■ **VORLIEGENDER TEXT**:
%%

Ich habe normal mit Anti-Tangle-Boom geangelt und ein 120cm langes vorfach hakengröße 16!Ich habe ein Funkecholot doch es gibt keine Berge sondern nur eine Kante am Ufer von 1-3m!
Danke!:vik::vik:


MFG Stinte


----------



## Matt Hayes (25. September 2009)

*AW: Brassen fangen*

Ich würde mal sagen das Vorfach ist viel zu lang.
Mehr als 60cm würde ich keinesfalls für Rotaugen und Brassen nehmen da du sonst die Bisse nicht mehr erkennen kannst.

MfG


----------



## Sensitivfischer (25. September 2009)

*AW: Brassen fangen*



Matt Hayes schrieb:


> Ich würde mal sagen das Vorfach ist viel zu lang.
> Mehr als 60cm würde ich keinesfalls für Rotaugen und Brassen nehmen da du sonst die Bisse nicht mehr erkennen kannst.
> 
> MfG



Der Meinung bin ich auch und den Haken würde ich auch gegen einen größeren tauschen, minimum Größe 14, eher größer, du willst ja nicht die Kinderstube der Klodeckel fangen.
Knoblaucharoma, egal ob von Zammataro oder Top Secret oder sonst wem, ist auf jedenfall, an jedem Gewässer, dass mir bis jetzt unter gekommen ist, ziemlich selektiv auf Brassen. Brassen stehen mindestens so sehr auf Knofi, wie Schleien auf Bittermandel  und ich bin nicht der erste hier, der diese Erfahrungen gemacht hat.

%%

■ **DATEN**:
%%

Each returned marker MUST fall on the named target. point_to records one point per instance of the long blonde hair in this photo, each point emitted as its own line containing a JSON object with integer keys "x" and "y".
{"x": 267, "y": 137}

%%

■ **AUFGABEN**:
a: Übersetze den Satz „Ich würde mal sagen das Vorfach ist viel zu lang.“ aus der Forumsdiskussion über das Brassenangeln ins Englische.
b: Nenne alle Längenangaben in Zentimetern oder Metern, die in der Forumsdiskussion über das Brassenangeln vorkommen, und führe jede nur einmal auf.
c: Extrahiere aus der Forumsdiskussion über das Brassenangeln den Abschnitt, der mit „Der Meinung bin“ beginnt und sich bis einschließlich „der Klodeckel fangen.“ fortsetzt.

■ **DIE ANTWORTEN**:
a: I would say the leader is much too long.

b: 120cm, 1-3m, 60cm

c:
Der Meinung bin ich auch und den Haken würde ich auch gegen einen größeren tauschen, minimum Größe 14, eher größer, du willst ja nicht die Kinderstube der Klodeckel fangen.